◆ TASK TO CARRY OUT ◆
What is needed is an exact transcription of every record.

◆ SOURCE RECORDS ◆
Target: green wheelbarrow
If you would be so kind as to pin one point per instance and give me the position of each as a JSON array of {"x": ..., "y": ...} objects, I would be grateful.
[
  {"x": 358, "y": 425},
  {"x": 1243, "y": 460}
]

◆ EXERCISE SOLUTION ◆
Target: green wheelbarrow
If you would be so kind as to pin one point per instance and give me the position of each as a JSON array of {"x": ..., "y": ...} objects, I would be grateful.
[
  {"x": 358, "y": 425},
  {"x": 1243, "y": 460}
]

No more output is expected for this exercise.